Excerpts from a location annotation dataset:
[Begin]

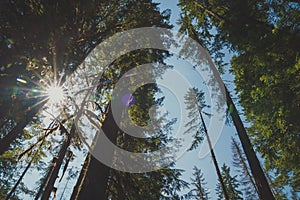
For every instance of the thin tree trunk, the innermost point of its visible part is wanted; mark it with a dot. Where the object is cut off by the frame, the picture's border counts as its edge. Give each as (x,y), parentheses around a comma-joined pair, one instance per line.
(19,180)
(81,177)
(18,129)
(262,184)
(95,183)
(245,167)
(214,159)
(58,162)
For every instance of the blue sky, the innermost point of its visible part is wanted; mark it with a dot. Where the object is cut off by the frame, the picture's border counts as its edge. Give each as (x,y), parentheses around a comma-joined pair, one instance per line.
(222,147)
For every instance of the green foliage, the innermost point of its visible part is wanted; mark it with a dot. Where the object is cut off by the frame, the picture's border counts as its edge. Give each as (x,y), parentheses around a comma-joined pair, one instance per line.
(263,35)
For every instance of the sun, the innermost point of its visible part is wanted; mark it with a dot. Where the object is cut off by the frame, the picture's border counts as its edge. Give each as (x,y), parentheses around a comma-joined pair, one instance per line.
(55,94)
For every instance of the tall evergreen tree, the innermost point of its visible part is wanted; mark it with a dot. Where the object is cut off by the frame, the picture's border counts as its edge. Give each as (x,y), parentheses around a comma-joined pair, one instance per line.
(231,183)
(263,36)
(245,176)
(200,192)
(195,104)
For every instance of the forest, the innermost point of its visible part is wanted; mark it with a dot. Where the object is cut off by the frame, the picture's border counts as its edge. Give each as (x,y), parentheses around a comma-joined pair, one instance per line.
(84,112)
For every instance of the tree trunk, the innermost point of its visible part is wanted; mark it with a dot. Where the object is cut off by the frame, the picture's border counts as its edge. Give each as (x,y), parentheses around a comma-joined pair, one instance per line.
(18,129)
(245,167)
(214,159)
(262,184)
(58,162)
(19,180)
(95,181)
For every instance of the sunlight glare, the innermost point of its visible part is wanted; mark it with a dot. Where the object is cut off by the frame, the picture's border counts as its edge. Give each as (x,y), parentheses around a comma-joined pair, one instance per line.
(55,94)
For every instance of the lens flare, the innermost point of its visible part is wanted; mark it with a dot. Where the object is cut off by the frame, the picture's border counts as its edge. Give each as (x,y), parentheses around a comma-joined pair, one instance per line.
(55,94)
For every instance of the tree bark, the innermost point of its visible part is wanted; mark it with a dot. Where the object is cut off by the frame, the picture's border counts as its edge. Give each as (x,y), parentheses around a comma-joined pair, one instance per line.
(96,179)
(262,184)
(226,197)
(58,162)
(18,129)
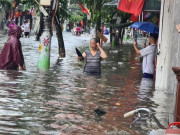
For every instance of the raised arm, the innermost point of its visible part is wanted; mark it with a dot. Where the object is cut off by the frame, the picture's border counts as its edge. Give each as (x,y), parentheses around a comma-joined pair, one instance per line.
(82,58)
(103,53)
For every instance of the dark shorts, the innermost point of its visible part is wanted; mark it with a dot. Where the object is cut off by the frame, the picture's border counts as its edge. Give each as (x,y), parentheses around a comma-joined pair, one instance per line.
(146,75)
(26,34)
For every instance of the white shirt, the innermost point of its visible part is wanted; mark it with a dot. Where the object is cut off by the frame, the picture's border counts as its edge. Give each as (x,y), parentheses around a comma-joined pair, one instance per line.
(148,54)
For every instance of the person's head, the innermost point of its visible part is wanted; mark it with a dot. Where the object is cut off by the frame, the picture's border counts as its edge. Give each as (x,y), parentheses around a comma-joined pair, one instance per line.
(153,38)
(16,31)
(25,21)
(93,44)
(12,21)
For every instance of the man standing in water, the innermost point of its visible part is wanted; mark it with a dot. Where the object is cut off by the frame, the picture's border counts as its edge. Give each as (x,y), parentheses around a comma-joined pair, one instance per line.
(93,58)
(148,53)
(11,57)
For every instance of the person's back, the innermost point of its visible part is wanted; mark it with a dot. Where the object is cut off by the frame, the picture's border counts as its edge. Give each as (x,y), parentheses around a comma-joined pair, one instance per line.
(11,56)
(148,55)
(93,58)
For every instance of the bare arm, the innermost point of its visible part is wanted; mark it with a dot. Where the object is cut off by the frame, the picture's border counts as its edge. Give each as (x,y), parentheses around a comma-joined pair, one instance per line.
(136,49)
(103,53)
(83,57)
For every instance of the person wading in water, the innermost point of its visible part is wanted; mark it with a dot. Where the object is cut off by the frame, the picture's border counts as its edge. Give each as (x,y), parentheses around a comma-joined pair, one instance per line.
(148,53)
(93,58)
(11,57)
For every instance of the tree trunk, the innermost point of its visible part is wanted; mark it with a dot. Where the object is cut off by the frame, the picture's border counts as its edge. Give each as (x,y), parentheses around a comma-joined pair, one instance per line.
(60,37)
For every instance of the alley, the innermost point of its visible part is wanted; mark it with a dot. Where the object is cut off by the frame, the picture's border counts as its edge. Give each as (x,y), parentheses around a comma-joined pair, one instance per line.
(63,100)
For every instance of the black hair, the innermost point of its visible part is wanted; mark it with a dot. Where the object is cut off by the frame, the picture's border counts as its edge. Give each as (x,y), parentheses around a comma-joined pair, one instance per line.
(154,36)
(93,39)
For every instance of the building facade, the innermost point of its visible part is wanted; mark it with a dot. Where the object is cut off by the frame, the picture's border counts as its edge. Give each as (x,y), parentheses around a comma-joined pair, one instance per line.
(168,47)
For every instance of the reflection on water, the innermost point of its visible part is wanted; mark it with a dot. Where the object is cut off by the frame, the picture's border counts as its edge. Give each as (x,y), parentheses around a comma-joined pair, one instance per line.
(63,100)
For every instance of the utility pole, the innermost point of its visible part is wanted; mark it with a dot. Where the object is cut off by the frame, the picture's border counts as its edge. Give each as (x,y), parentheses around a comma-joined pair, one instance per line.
(45,39)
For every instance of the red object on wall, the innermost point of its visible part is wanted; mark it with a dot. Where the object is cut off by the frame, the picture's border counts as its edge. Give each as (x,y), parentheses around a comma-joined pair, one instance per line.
(131,6)
(134,18)
(84,10)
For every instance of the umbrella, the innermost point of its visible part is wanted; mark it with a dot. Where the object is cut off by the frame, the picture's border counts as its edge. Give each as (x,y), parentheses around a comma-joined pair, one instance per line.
(146,26)
(78,53)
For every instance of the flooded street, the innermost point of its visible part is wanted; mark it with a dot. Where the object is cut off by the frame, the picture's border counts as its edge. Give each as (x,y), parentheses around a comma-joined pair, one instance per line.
(62,100)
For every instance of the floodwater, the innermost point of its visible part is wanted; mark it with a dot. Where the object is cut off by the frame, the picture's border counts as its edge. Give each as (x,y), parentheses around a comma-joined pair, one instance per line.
(62,100)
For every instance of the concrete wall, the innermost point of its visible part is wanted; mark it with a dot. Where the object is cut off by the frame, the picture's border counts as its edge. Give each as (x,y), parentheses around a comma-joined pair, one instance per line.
(169,46)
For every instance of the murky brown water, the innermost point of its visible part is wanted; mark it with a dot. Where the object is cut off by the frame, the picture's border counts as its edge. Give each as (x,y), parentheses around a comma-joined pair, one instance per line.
(62,101)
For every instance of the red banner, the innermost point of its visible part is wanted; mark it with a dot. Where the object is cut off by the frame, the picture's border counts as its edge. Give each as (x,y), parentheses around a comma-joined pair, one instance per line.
(131,6)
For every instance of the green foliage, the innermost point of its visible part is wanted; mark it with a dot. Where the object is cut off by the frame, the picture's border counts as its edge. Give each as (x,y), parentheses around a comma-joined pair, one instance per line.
(75,18)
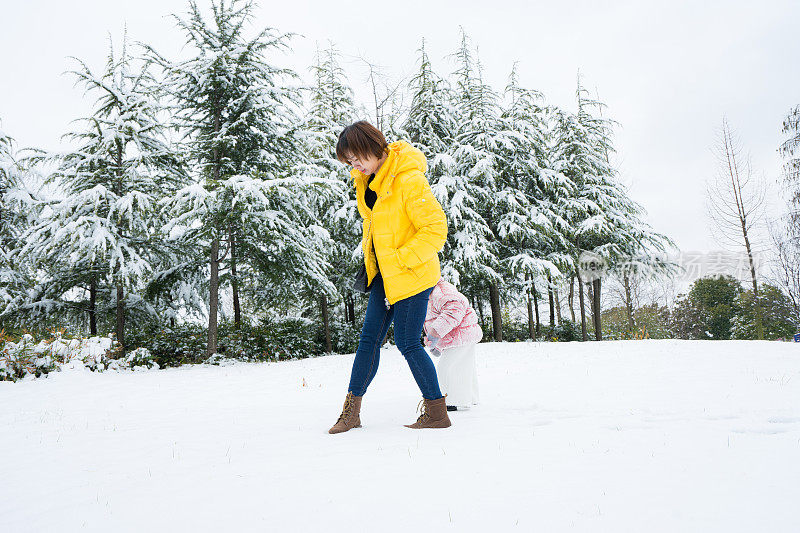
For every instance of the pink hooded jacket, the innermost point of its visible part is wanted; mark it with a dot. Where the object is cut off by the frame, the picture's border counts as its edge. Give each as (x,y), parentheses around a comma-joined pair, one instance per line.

[End]

▶ Direction:
Reproduce verbatim the stretch of rows from the line containing "For every instance of the murky" through the end of the rows, omitting the pictures.

▶ Solved problem:
For every instance of the murky brown water, the innermost point of its visible part is wanted; mark it with a dot. Where the object is cut off by the frame, the picture's border counts as its edge. Give each as (x,y), parentheses around a comma-joined pair, one instance per line.
(62,101)
For every instance of the red banner, the innermost point of its visible part is wanted; mark it with a dot. Where the object is cut off by the frame, the picture's border counts as its edge. Give each as (x,y), parentheses around a comma-joined pair, one instance per line.
(131,6)
For every instance of the green foliage, the innermost point of its visible part is wanted; mark it with a dot. Where the object is cut off by the frame, the picture's border counts as its edge. Give each as (x,y), parentheses around a comma-joined pair, one instance per line.
(75,18)
For every instance of the pink hooded jacket, the innermost point of its visible part is wanted; mark it with a dot. Where the object is cut off by the frame, the picture's border counts as its edge. Give each as (x,y), parentheses around a comma-joined pair, one instance per line.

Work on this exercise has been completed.